That looks awesome and they look pretty easy to fit which is good


----------



## joe_con19 (Aug 1, 2015)

Really liking the look of this. Don't think you can go wrong with the black and grey!


----------



## Scoobr (Jan 9, 2008)

Ant21 said:


> That looks excellent! Can I ask, did you purchase them direct and if so I assume they were imported from the US? Did you get stung on any customs charge at all??


There is a UK agent for Swisstrax, free delivery too, Mototile wanted a £45 delivery change for their tiles.

Contact details below, they were very helpful and a pleasure to deal with.

Ryan Bracha
Business Development Officer
Gala Performance
01709 913 972
[email protected]


----------



## Scoobr (Jan 9, 2008)

pez said:


> that looks the mutts nuts. Can I ask how did you found rolling your tool chests across it?


I must admit I tend to leave the tool chest where it is, but the stool moves along the tiles OK. The ride isn't as smooth as it would be on a painted/epoxy floor, but is fine :thumb:


----------



## tigerspill (Nov 28, 2015)

Hi,
Is this stuff strong enough to use a trolley jack on?


----------



## Scoobr (Jan 9, 2008)

tigerspill said:


> Hi,
> Is this stuff strong enough to use a trolley jack on?


Yes, it's absolutely fine to use a trolly jack on :thumb:

IMG_0275 by Andy Hamilton, on Flickr


----------



## *Das* (Aug 9, 2010)
..........
**Required tasks:**
1) In the floor tile thread, what does Scoobr say moves along the tiles OK?
2) Please say whether each statement agrees with the floor tile thread: (a) the UK agent for Swisstrax offers free delivery; (b) Scoobr usually rolls the tool chest across the tiles; (c) the tiles can take a trolley jack.
The listing after the text has no part in this work.

**Recorded information:**
..........
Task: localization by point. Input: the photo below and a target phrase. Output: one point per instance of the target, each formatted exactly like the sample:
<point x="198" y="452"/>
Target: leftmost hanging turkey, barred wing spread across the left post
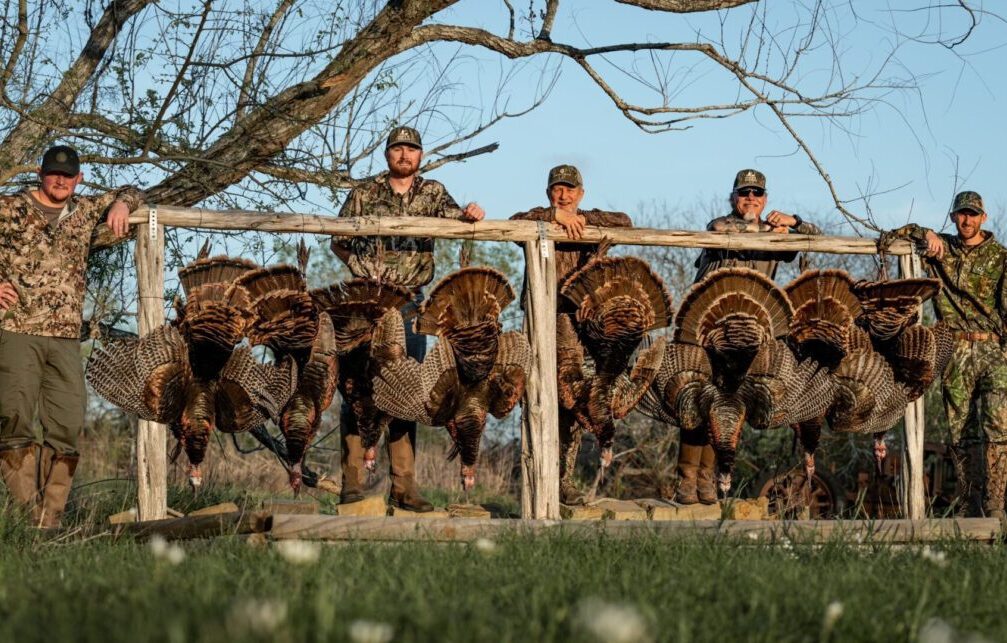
<point x="188" y="375"/>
..........
**Answers given:**
1) The stool.

2)
(a) Yes: "There is a UK agent for Swisstrax, free delivery too"
(b) No: "I must admit I tend to leave the tool chest where it is"
(c) Yes: "Yes, it's absolutely fine to use a trolly jack on"